=== Dataset excerpts ===

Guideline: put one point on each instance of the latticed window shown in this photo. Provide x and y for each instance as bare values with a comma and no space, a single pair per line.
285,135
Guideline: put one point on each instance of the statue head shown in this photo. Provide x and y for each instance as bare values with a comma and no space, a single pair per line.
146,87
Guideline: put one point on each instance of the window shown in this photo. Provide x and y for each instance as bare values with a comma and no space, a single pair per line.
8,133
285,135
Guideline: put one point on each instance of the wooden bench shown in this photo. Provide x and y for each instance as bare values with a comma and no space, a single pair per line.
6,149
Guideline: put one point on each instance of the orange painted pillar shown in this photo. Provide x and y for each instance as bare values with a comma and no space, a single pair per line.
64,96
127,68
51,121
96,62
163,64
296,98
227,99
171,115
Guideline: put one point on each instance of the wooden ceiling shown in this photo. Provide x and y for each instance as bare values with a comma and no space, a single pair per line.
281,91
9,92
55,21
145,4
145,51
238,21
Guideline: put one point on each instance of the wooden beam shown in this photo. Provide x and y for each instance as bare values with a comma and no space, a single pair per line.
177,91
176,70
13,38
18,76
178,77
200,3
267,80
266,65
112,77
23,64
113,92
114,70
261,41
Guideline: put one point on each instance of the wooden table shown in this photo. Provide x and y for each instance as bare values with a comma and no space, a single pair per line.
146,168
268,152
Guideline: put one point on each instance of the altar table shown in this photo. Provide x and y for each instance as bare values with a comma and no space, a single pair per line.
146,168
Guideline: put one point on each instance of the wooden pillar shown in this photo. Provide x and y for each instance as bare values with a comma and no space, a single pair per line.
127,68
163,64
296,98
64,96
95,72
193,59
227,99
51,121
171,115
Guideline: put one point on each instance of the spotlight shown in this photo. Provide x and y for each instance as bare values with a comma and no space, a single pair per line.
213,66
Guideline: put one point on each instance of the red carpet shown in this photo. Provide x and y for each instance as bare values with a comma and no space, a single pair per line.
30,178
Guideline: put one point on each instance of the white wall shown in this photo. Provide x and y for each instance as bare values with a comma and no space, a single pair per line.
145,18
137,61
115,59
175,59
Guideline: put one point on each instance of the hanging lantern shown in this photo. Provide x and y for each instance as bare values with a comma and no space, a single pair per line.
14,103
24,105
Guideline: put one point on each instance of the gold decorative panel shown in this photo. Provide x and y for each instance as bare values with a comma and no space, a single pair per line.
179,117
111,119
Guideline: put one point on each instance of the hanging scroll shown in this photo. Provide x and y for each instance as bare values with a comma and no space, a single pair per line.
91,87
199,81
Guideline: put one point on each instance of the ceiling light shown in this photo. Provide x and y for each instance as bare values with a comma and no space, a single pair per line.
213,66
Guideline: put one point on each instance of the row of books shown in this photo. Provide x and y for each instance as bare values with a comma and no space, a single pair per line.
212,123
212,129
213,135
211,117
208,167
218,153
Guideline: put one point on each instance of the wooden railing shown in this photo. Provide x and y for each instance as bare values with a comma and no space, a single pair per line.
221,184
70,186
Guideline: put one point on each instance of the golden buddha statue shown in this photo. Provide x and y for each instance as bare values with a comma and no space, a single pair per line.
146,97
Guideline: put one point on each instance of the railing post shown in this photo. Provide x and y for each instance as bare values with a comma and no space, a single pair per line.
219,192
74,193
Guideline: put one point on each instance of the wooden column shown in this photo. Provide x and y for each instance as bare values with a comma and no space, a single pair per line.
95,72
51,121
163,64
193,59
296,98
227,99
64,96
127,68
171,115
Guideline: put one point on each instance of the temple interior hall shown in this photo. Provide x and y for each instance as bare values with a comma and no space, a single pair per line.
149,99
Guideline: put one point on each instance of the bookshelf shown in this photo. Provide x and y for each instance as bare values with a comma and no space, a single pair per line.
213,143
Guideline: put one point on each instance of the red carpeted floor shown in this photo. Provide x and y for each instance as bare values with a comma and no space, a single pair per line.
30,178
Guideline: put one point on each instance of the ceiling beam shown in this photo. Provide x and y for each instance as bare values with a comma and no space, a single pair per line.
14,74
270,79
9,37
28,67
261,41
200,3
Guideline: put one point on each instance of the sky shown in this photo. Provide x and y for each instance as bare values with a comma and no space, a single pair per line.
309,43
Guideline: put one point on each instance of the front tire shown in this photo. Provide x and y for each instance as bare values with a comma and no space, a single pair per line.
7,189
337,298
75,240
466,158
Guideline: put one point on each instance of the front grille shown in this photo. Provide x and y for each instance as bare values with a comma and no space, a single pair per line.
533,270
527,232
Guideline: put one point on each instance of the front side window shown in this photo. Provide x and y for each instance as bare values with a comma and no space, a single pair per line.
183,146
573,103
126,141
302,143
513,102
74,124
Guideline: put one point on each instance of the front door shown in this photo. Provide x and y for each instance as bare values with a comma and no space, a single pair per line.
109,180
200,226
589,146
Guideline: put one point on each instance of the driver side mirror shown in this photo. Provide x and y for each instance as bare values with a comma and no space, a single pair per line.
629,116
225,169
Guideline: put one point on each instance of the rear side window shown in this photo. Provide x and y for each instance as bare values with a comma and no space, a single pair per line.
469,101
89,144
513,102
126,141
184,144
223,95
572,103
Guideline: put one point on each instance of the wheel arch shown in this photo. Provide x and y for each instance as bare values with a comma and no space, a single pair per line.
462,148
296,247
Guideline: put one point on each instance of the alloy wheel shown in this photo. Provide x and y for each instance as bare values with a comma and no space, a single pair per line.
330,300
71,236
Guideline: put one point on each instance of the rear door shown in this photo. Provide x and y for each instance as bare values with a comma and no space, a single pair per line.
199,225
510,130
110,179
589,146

===

(What is being asked):
Retype the material in full. Each word must match.

(Solution to the exercise):
Guideline: put one point on each instance of the latticed window shown in this photo. Provide x and y for each instance as bare values with a comma and no space, a single pair per line.
285,135
Guideline: put one point on each instance of the statue head shown in this photo. Provide x and y for each instance as bare values with a comma and no space, a single pair per line.
146,87
Guideline: put one point on each instance of the window shown in this photo. Provide x and y for each instance as bare values with a comma and no space, a single pair per line.
8,133
285,135
Guideline: put one point on each instance of the wooden bench shown in this photo. Provide x and y for each instance as bare values with a comma and no space, a single pair per line.
6,149
Guideline: put one point on each instance of the orange painted pillar shown in this photo. Provide x and y for each instance as bare values with a comma and no space, a single pair per line.
64,96
127,68
51,121
96,62
163,64
296,98
227,99
171,115
Guideline: put one point on each instance of the wooden ceiling shown in this photo. Provide x and y for each instance as bare values with a comma and no space, a single pair per line.
281,91
9,92
55,21
145,4
145,51
238,21
Guideline: put one point on each instance of the wooden beam shown in this photo. Provide x and y for each instance as bare values with a comma and no space, a single pair per line.
177,91
176,70
13,38
18,76
178,77
200,3
267,80
266,65
112,77
23,64
113,92
114,70
261,41
Guideline: put one point on each instance of the wooden table shown in this photo. Provide x and y for each instance as bare values with a comma and no space, a single pair per line.
146,168
268,152
Guideline: put one point on each instance of the altar table shown in this photo. Provide x and y for each instance as bare values with a comma and no space, a single pair per line.
146,168
Guideline: put one point on each instance of the wooden pillar shown in this photo. Provide x and y for each instance as bare values with a comma and no space, a single pair per line.
127,68
163,64
296,98
64,96
95,72
193,59
227,99
51,121
171,115
Guideline: put one point on each instance of the spotlight shown in this photo. Provide x and y for each instance as bare values with a comma and no space, a single pair per line.
213,66
Guideline: put one point on each instance of the red carpet shown in this photo. Provide x and y for each instance as bare values with a comma and no space, a single pair per line.
30,178
Guideline: put one point on each instance of the white wall shown in this photo. Provide x and y for each instance as bare values with a comma and no space, a single pair per line.
145,18
137,61
115,59
175,59
Guideline: put one point on each instance of the hanging lantern shown in this photo. Provide x and y for each instance as bare values with a comma and no space, a single pair per line.
14,103
24,105
Guideline: put one point on each instance of the gold decorative panel shown in this photo. Provide x and y for each instance as bare values with a comma and no space, a single pair per line.
179,117
111,119
Guideline: put one point on each instance of the hanging scroll shown in this photo. Provide x and y for each instance as bare values with a comma and no space, a single pair per line.
91,87
199,81
Guideline: put one point on each instance of the ceiling light shown in this photo. Provide x and y for each instance as bare values with a comma and no space, a single pair per line.
213,66
Guideline: put one point on each instance of the row of books shown in this photo. Provide x and y for each instance as bare values with a comma and no space, a single pair per line.
212,123
212,129
213,135
211,117
208,167
218,153
Guideline: put one point on each instance of the wooden railing shown in this photo. Provide x and y for each instance as bare values with a comma and no space, a single pair per line.
221,184
70,186
Guideline: put one point on each instance of the golden buddha statue shown in this photo. Provide x and y for each instance as bare values with a comma and no space, a single pair per line.
146,97
Guideline: put one point on each instance of the railing post shown in this photo. Provide x and y for each instance as bare values with a comma and no space, a single pair per line.
219,192
74,193
Guideline: put one point on each instance of the wooden column shown in this photo. Provide x and y for each instance as bare values with a comma and no space, a single pair per line.
95,72
51,121
163,64
193,59
296,98
227,99
64,96
127,68
171,115
Guideline: put one point on each instance of the temple interior hall shown in this photo. Provide x and y for each instance as bare values with a comma and no space, a single pair per line.
149,99
Guideline: put one point on each instance of the bookshelf shown in this photo. Provide x and y for each instance as bare values with a comma and no space, a single pair per line.
213,143
Guideline: put one point on each instance of the red carpeted floor shown in this photo. Provide x and y for each instance as bare values with a comma and no space, a single pair per line.
30,178
Guideline: put one point on each instance of the ceiling beam shown in this photo. Provide x and y for each instance as bare values with a comma and no space, a single pair per line.
14,74
270,79
9,37
28,67
261,41
200,3
Guideline: put one point on each instance of the sky shown in this photo. Provide x and y for each instance as bare values with a comma and no space, a single pair per line.
309,43
Guideline: put one point on each instance of the front tire shown in this photo. Provide x and y for each instance as bare values with a comma and no space, a single pair per line.
7,189
337,298
75,240
466,158
Guideline: put one point on each instance of the front grille shown in this photo. Provide x and y for each instance as bare values with a comma and no space, a single pair per line.
533,270
527,232
Guideline: put one point on each instance of the front side window shown in this photo. Provide x and y for each instance as bare values with a comma and no space, a single pair per line.
183,146
573,103
126,141
302,143
513,102
74,124
Guideline: put one point on each instance of the front door shown in this photo. Provide x and y for each instance as bare values with a comma and no space, a single pair per line.
109,180
200,226
589,146
Guideline: put one point on each instance of the driver side mirror shown in this photo. Provide x and y for each instance as bare values with a comma and no space, a single pair per line.
629,116
225,169
Guideline: put one point on each instance of the rear side window shown in this photo. Provide x and y for each instance as bare values with a comma and no space, a single pair per line.
469,101
89,144
513,102
126,141
184,144
223,95
572,103
Guideline: put one point on each instance of the wheel arch shown in this photo. Provide x and y for each instance as bare values with a comma and no space, a single pair per line.
462,148
296,247
Guideline: put one point on each instance of the alloy wheel shown in this photo. Provide x and y for each instance as bare values with a comma and no space, a single pair per line.
330,300
71,236
Guideline: put one point on each instance of the rear door shown in this photo. Provide x and y for each instance as bare values with a comma and no space, a single pair per line.
199,225
510,130
110,179
589,146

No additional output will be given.